SOURCE EXTRACT:
Or people see a different face every time a carer walks through the door – who would want to have intimate care tasks carried out by a total stranger every time? This is an assault on people’s dignity. And if we wouldn’t want to be cared for in such a way ourselves, how can we accept it for others? I have also found that there are too many examples of employers paying people less than the minimum wage by not taking account of travel times to and from people’s homes.
So, what does good care look like?
We have to ensure that care and support is built around the person – what they need, how they can best be cared for, and what they want. We have to change the confusing and often archaic social care laws – a task that is being carried out by the care bill going through parliament now.
We have to give people better information about what good care looks like and let them comment openly and honestly about the sort of service they receive. We know there is nothing like some forthright customer feedback to bring about change. This is why we have set up the new online information profiles on the NHS Choices website, which will help people to choose, compare and comment on care homes and homecare services. A place where people can post comments about the type of care they are getting – both positive and negative. A fully open, transparent and comprehensive service like this will leave bad care nowhere to hide. This means better standards and quality of care across the board.
This, long with better integration, more money and stronger regulation and inspection should help, but it’ll take time to feed through. What can be changed now?

DATA SHOWN:

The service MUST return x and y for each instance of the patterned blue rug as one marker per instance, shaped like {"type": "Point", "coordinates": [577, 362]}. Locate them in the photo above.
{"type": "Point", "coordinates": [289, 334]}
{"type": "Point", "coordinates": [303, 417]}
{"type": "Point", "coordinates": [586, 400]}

INSTRUCTIONS:
- a) Answer these questions about the social care passage:
(i) By not taking account of what are some employers paying people less than the minimum wage?
(ii) What is carrying out the task of changing the confusing and often archaic social care laws?
(iii) On which website have the new online information profiles been set up?
- b) Does each statement agree with the social care passage? Answer yes or no, and quote the words that decide it.
(i) The online profiles are meant for positive comments only.
(ii) The measures described are expected to show their effect at once.
(iii) Care and support should be built around the person.
- c) Quote the social care passage between "This, long with" and "be changed now?", inclusive.

ANSWERS BELOW:
- a)
(i) Travel times to and from people’s homes
(ii) The care bill going through parliament now
(iii) The NHS Choices website

- b)
(i) No: "both positive and negative"
(ii) No: "it’ll take time to feed through"
(iii) Yes: "care and support is built around the person"

- c)
This, long with better integration, more money and stronger regulation and inspection should help, but it’ll take time to feed through. What can be changed now?